◆ **課題**
日本疫学会奨励賞の受賞に寄せた文章を、全文そのまま書き写してください。

◆ **対象の文章**

○ ○ ○

日本疫学会奨励賞を受賞して

疫学を「広げる」−社会における健康情報


京都大学大学院医学研究科社会健康医学系専攻健康情報学分野
中山 健夫


 このたび吉村健清理事長,上島弘嗣学会長はじめ諸先生方のご支援を賜り,奨励賞を頂きました。この場をお借りして心より御礼申し上げます。私は1987年に東京医科歯科大学を卒業し,臨床研修後,母校の難治疾患研究所疫学部門(田中平三教授,現独立行政法人国立健康栄養研究所理事長)に着任しました。大学とフィールドの往復の中で,現実社会で生きている人間を対象とする疫学の魅力,その基盤となる地域,行政の方々とのコミュニケーションの大切さを知ったことは私にとって大きな財産となりました。脳卒中のコホート研究で学位を得た後,UCLAのRoger Detels教授のもとでフェローとして過ごしました。帰国後は国立がんセンター研究所(山口直人部長,現東京女子医科大学教授)に異動し,ナショナルセンターの大きな取り組みに触れ,また名大の玉腰暁子先生を主任とする倫理に関する研究班では疫学の社会性に関心を深めました。厚生労働省の瀬上清貴先生(現参事官),柏樹悦郎先生(現関西空港検疫所長)のご支援を頂いた厚生科学「疫学研究の行政的評価に関する研究」は,疫学のアカウンタビリティを見直す貴重な機会でした。2000年に京大に開設された現分野(福井次矢教授,現聖路加国際病院副院長)に移り,疫学研究を続けると共に,その考えを応用して社会における医療・健康情報に関する新しい領域に携わってきました。特に主要疾患の診療ガイドライン作成プロジェクトには広く関与する機会を頂き,現在では医療・健康情報の集約と更新,社会における流通と適切な利用,非専門家も含む関係者間での共有に向けた環境整備は私の関心の中心となりつつあります(厚生労働科学研究「EBMを志向した『診療ガイドライン』と医学データベースに利用される『構造化抄録』作成の方法論の開発とそれらの受容性に関する研究」「『根拠に基づく診療ガイドライン』の適切な作成・利用・普及に向けた基盤整備に関する研究」,財団法人日本医療機能評価機構Mindsなど)。

○ ○ ○

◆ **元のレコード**
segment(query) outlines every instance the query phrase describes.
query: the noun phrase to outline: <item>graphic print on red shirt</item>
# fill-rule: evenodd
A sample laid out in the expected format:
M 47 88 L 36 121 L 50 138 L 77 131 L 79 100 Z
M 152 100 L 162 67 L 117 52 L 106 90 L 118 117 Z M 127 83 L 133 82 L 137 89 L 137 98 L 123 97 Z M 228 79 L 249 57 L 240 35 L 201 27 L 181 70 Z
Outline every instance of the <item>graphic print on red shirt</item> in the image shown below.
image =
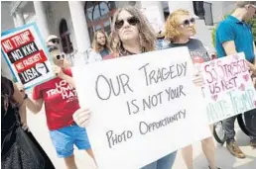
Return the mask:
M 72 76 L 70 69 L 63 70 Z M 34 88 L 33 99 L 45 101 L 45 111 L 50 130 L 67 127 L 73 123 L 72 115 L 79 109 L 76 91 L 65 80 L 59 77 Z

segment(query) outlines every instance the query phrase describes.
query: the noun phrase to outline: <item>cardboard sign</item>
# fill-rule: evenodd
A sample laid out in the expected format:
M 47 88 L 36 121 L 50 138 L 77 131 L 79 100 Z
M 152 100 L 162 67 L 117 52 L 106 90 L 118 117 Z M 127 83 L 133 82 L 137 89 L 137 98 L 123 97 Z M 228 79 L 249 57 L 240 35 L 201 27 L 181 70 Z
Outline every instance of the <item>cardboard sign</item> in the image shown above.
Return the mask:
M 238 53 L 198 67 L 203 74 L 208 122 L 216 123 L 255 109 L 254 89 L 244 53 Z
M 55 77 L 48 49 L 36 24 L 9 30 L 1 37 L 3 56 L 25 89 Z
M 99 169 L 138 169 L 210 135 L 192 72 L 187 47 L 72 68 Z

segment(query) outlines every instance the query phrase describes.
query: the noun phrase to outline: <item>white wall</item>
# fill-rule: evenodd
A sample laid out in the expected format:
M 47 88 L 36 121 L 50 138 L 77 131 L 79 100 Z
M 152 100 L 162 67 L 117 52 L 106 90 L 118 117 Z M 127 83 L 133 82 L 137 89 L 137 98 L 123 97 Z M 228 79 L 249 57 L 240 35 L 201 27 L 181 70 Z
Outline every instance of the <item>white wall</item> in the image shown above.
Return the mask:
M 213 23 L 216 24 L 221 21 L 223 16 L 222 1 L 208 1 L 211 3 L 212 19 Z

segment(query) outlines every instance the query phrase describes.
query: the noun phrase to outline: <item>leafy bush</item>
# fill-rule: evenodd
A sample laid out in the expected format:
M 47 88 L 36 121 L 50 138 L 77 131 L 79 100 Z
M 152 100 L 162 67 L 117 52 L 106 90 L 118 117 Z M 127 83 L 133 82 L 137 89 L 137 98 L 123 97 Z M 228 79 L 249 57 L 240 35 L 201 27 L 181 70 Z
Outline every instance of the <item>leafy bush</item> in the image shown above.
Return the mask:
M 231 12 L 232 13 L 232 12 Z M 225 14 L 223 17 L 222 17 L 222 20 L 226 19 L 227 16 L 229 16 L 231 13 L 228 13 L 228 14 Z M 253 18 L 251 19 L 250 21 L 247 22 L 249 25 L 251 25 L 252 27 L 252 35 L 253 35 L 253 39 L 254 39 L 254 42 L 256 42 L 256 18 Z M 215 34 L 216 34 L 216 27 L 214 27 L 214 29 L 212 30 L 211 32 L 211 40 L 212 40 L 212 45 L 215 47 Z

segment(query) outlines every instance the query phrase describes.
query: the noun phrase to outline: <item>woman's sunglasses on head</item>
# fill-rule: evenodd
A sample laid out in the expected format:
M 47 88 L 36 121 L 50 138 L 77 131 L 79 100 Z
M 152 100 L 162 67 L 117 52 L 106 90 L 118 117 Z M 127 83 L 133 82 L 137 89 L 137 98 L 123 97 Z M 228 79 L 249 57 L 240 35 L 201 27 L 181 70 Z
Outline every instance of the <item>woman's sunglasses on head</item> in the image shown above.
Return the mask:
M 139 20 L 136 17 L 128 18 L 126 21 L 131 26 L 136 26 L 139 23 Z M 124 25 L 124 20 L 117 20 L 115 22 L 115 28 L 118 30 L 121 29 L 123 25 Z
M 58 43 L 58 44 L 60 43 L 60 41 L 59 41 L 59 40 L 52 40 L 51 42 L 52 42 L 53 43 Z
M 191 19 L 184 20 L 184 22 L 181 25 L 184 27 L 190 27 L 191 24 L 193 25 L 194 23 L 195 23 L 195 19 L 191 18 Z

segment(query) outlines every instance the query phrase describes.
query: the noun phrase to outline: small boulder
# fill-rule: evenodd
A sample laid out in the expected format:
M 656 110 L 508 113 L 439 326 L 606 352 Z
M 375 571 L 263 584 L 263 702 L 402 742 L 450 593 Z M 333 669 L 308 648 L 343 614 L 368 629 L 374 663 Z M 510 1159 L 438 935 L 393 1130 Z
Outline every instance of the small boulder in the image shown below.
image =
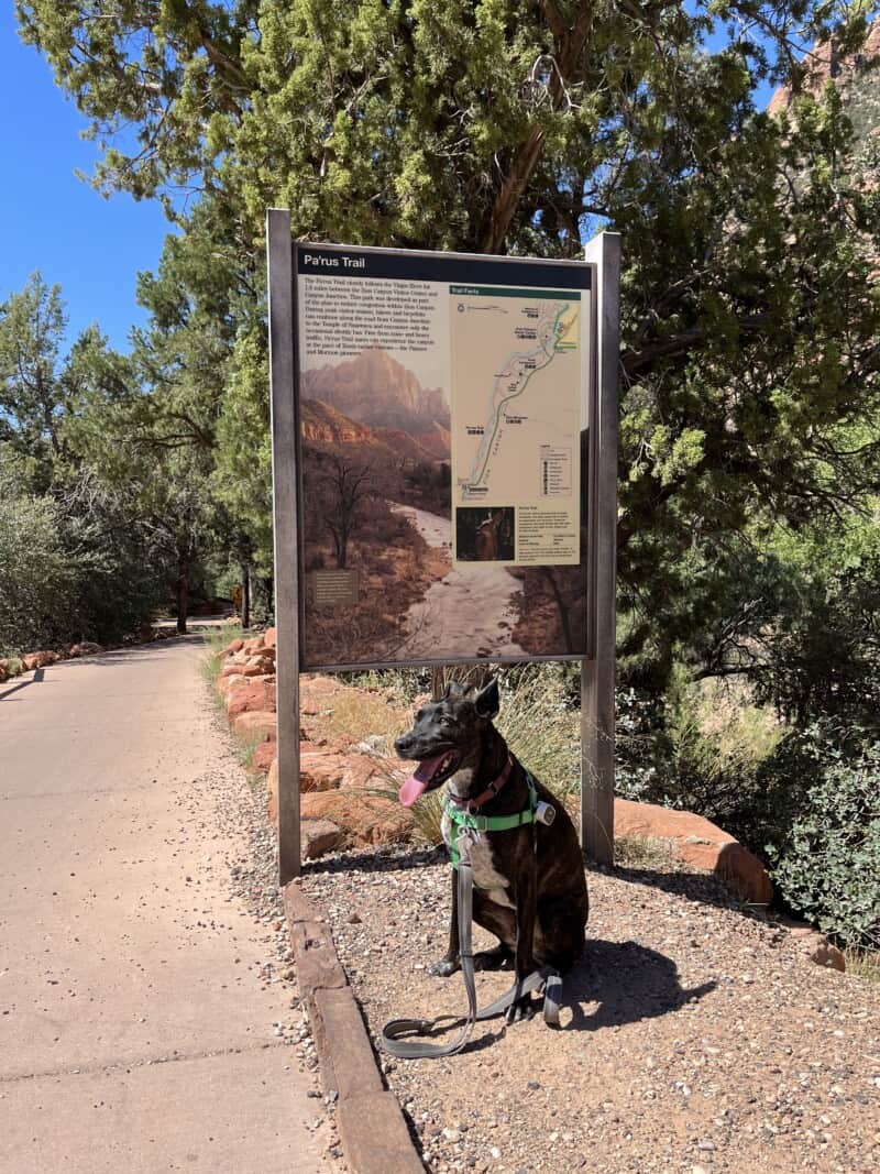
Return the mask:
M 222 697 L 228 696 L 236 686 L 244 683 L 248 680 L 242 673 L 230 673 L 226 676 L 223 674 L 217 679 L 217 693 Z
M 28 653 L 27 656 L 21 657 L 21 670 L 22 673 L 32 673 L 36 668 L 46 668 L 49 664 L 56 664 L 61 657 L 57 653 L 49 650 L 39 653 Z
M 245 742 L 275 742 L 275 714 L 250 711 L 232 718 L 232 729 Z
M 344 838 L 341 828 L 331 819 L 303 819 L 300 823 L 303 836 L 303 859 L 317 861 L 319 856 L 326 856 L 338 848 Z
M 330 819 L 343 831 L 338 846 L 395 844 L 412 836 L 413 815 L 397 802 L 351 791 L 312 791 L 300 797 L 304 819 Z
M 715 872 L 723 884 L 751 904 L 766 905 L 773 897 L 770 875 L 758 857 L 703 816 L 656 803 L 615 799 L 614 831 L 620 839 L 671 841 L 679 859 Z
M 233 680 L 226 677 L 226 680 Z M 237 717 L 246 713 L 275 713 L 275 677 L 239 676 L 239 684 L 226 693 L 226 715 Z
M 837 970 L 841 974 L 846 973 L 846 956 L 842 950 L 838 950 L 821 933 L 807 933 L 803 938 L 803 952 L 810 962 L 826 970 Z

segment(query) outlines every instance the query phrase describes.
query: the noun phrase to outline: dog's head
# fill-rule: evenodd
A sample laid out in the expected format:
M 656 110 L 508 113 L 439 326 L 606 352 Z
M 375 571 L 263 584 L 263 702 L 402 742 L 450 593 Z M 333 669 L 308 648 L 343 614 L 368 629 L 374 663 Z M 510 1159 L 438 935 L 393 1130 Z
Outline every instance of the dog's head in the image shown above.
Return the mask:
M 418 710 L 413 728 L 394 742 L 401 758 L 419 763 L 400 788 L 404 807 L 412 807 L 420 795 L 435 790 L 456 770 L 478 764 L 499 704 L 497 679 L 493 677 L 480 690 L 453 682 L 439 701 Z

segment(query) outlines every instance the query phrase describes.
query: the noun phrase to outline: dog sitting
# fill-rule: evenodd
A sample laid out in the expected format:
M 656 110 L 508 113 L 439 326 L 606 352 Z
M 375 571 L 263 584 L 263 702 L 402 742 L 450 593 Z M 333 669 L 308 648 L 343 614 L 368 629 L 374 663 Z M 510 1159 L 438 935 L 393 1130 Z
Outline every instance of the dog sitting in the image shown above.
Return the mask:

○ ○ ○

◆ **解答**
日本疫学会奨励賞を受賞して

疫学を「広げる」−社会における健康情報


京都大学大学院医学研究科社会健康医学系専攻健康情報学分野
中山 健夫


 このたび吉村健清理事長,上島弘嗣学会長はじめ諸先生方のご支援を賜り,奨励賞を頂きました。この場をお借りして心より御礼申し上げます。私は1987年に東京医科歯科大学を卒業し,臨床研修後,母校の難治疾患研究所疫学部門(田中平三教授,現独立行政法人国立健康栄養研究所理事長)に着任しました。大学とフィールドの往復の中で,現実社会で生きている人間を対象とする疫学の魅力,その基盤となる地域,行政の方々とのコミュニケーションの大切さを知ったことは私にとって大きな財産となりました。脳卒中のコホート研究で学位を得た後,UCLAのRoger Detels教授のもとでフェローとして過ごしました。帰国後は国立がんセンター研究所(山口直人部長,現東京女子医科大学教授)に異動し,ナショナルセンターの大きな取り組みに触れ,また名大の玉腰暁子先生を主任とする倫理に関する研究班では疫学の社会性に関心を深めました。厚生労働省の瀬上清貴先生(現参事官),柏樹悦郎先生(現関西空港検疫所長)のご支援を頂いた厚生科学「疫学研究の行政的評価に関する研究」は,疫学のアカウンタビリティを見直す貴重な機会でした。2000年に京大に開設された現分野(福井次矢教授,現聖路加国際病院副院長)に移り,疫学研究を続けると共に,その考えを応用して社会における医療・健康情報に関する新しい領域に携わってきました。特に主要疾患の診療ガイドライン作成プロジェクトには広く関与する機会を頂き,現在では医療・健康情報の集約と更新,社会における流通と適切な利用,非専門家も含む関係者間での共有に向けた環境整備は私の関心の中心となりつつあります(厚生労働科学研究「EBMを志向した『診療ガイドライン』と医学データベースに利用される『構造化抄録』作成の方法論の開発とそれらの受容性に関する研究」「『根拠に基づく診療ガイドライン』の適切な作成・利用・普及に向けた基盤整備に関する研究」,財団法人日本医療機能評価機構Mindsなど)。